* **WORK TO COMPLETE**: Copy out exactly each line from the line with "tail shown in the photo above." through the last line of the material below.

Position identification records
□ □ □ □ □ □ □
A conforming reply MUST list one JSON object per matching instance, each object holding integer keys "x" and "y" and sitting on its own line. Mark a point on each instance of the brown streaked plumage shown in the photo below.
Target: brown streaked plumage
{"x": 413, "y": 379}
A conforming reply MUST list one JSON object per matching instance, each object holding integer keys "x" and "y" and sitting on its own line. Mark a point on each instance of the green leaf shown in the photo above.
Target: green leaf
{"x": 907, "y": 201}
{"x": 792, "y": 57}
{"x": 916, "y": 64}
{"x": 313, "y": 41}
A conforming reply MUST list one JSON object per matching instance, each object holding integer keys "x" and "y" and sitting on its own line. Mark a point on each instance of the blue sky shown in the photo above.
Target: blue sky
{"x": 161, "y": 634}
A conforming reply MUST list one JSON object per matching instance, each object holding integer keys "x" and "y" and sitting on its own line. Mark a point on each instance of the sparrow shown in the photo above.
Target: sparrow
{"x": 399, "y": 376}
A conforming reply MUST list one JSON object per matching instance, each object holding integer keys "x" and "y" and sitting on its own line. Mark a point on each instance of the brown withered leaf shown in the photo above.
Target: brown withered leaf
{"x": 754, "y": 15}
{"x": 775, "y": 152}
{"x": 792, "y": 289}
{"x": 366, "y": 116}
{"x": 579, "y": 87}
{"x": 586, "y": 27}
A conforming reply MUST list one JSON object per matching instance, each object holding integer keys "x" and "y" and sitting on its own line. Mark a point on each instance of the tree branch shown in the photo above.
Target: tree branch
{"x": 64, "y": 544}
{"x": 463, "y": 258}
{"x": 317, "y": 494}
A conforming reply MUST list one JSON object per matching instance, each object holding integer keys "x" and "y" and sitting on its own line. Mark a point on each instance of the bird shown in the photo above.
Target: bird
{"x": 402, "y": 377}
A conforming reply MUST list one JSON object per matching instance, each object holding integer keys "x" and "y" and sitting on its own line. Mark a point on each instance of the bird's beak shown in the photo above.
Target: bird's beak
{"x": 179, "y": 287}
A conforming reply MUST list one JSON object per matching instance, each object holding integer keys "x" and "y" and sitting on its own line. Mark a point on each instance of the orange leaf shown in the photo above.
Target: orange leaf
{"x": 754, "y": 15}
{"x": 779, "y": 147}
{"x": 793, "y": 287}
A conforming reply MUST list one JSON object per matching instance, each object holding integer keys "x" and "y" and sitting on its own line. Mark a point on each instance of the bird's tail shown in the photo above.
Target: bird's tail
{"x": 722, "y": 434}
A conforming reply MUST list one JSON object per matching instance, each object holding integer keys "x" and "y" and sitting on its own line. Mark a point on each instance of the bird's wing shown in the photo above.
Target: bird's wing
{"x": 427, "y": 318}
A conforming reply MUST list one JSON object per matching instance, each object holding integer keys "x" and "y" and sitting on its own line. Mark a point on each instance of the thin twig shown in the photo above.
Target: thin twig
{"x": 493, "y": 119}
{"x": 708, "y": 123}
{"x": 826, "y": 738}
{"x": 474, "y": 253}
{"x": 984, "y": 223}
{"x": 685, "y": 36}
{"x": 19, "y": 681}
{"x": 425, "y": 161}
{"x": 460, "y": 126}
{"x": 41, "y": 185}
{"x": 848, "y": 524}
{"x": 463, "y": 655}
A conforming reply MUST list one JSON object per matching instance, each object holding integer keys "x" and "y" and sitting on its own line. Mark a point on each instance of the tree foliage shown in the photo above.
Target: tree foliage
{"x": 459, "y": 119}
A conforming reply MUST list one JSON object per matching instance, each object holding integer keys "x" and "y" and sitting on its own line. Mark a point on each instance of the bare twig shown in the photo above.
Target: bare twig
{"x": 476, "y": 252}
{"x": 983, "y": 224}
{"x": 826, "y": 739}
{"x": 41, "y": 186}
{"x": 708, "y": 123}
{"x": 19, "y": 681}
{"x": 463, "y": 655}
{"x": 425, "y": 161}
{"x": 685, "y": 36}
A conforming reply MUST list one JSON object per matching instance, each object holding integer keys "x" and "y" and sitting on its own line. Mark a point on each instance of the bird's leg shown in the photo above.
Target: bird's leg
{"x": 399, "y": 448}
□ □ □ □ □ □ □
* **WORKED ANSWER**:
A conforming reply MUST list one JSON object per matching instance, each object holding integer keys "x" and "y" and sitting on its own line. Mark a point on each instance of the bird's tail shown in the photo above.
Target: bird's tail
{"x": 722, "y": 434}
A conforming reply MUST list one JSON object per matching instance, each object holding integer keys "x" and "y" and sitting on its own line. Mark a point on each instance of the bird's wing shown in the photo above.
Target: bird's wing
{"x": 427, "y": 318}
A conforming reply MUST list one JSON object per matching instance, each object holding integer keys "x" and "y" and sitting on its own line. Mark a point on each instance of the thin twig shown in the photo above.
Target: thin twig
{"x": 493, "y": 119}
{"x": 708, "y": 123}
{"x": 826, "y": 738}
{"x": 474, "y": 253}
{"x": 984, "y": 223}
{"x": 685, "y": 36}
{"x": 19, "y": 681}
{"x": 425, "y": 161}
{"x": 460, "y": 126}
{"x": 41, "y": 185}
{"x": 848, "y": 524}
{"x": 463, "y": 655}
A conforming reply MUST list one JSON object per matching instance, each object holding integer keys "x" and "y" and sitting on its own line. Mark a point on each instance of the tree foliage shown in the photo above.
Target: tree foliage
{"x": 459, "y": 119}
A conforming reply MUST list one JSON object per matching instance, each object holding integer keys "x" and "y" and sitting on its own line. Mark a point on each instance of the bare twig shown in the photo above.
Target: bare twig
{"x": 476, "y": 252}
{"x": 983, "y": 224}
{"x": 826, "y": 739}
{"x": 41, "y": 186}
{"x": 708, "y": 123}
{"x": 19, "y": 681}
{"x": 463, "y": 655}
{"x": 425, "y": 161}
{"x": 685, "y": 36}
A conforming reply MUST list one JSON object per matching instance, each object holding integer keys "x" and "y" and sitting on its own line. Mark a point on each instance of the bird's leg shown in the photo above.
Target: bird's leg
{"x": 399, "y": 448}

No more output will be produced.